-- Selected excerpt start --

Map-Reduce Workflows¶
Map-reduce workflows enable rp1 to process large tasks efficiently by splitting work into parallel units, processing them simultaneously, and merging the results. This pattern powers both knowledge base generation and PR reviews.
The Pattern¶
Map-reduce consists of three phases:
- Map: Split work into independent units
- Process: Run N agents in parallel
- Reduce: Merge results into final output
flowchart LR
Input[Input] --> Split[Splitter]
Split --> U1[Unit 1]
Split --> U2[Unit 2]
Split --> U3[Unit N]
U1 --> P1[Agent 1]
U2 --> P2[Agent 2]
U3 --> P3[Agent N]
P1 --> Merge[Merger]
P2 --> Merge
P3 --> Merge
Merge --> Output[Output]
style Split fill:#e3f2fd
style Merge fill:#e3f2fd
style P1 fill:#c8e6c9
style P2 fill:#c8e6c9
style P3 fill:#c8e6c9
Knowledge Base Generation¶
The knowledge-build command uses map-reduce to analyze your codebase:
Phase 1: Map (Spatial Analysis)¶
The spatial analyzer scans your repository and categorizes files by KB section:
flowchart TB
Repo[Repository Files] --> SA[Spatial Analyzer]
SA --> Index[Index Files]
SA --> Concepts[Concept Files]
SA --> Arch[Architecture Files]
SA --> Modules[Module Files]
SA --> Patterns[Pattern Files]
style SA fill:#e3f2fd
What it produces: - Ranked file lists (importance 0-5) - Categorization by KB section - Dependency mapping
Phase 2: Process (5 Parallel Agents)¶
Five specialized agents process their assigned files simultaneously:
| Agent | Input | Output |
|---|---|---|
| index-builder | Entry points, configs | index.md data |
| concept-extractor | Domain files | concept_map.md data |
| architecture-mapper | Core modules | architecture.md data |
| module-analyzer | All modules | modules.md data |
| pattern-extractor | Source files | patterns.md data |
flowchart TB
subgraph "Parallel Agents"

-- Selected excerpt end --
-- Supplied data start --

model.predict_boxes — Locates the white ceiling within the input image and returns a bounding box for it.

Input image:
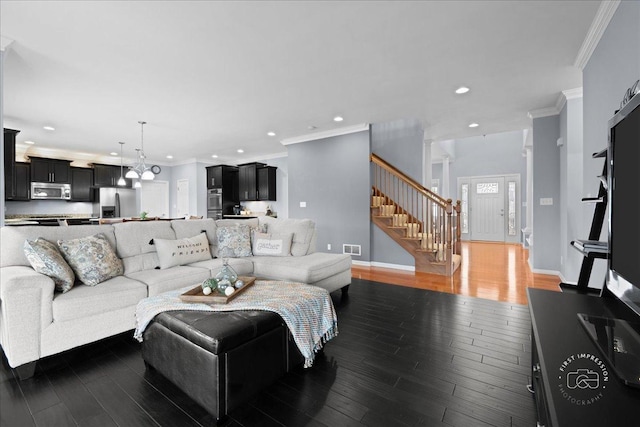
[0,0,600,165]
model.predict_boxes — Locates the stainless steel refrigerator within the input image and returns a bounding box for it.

-- Supplied data end --

**Aim:**
Please answer these questions about the map-reduce workflows text:
(a) What three phases make up the map-reduce pattern?
(b) On what scale does the spatial analyzer rank files by importance?
(c) Which agent outputs concept_map.md data, and what input does it take?
You won't need the data for this.

**Response:**
(a) Map, Process and Reduce.
(b) 0 to 5.
(c) The concept-extractor, which takes domain files as input.